TO DO: Give the lines below as a numbered list, leaving out any blank lines.

Entries taken from a collection:
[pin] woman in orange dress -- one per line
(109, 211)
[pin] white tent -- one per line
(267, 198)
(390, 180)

WRITTEN SOLUTION:
1. [pin] woman in orange dress -- one per line
2. (109, 211)
3. [pin] white tent -- one per line
4. (267, 198)
5. (390, 180)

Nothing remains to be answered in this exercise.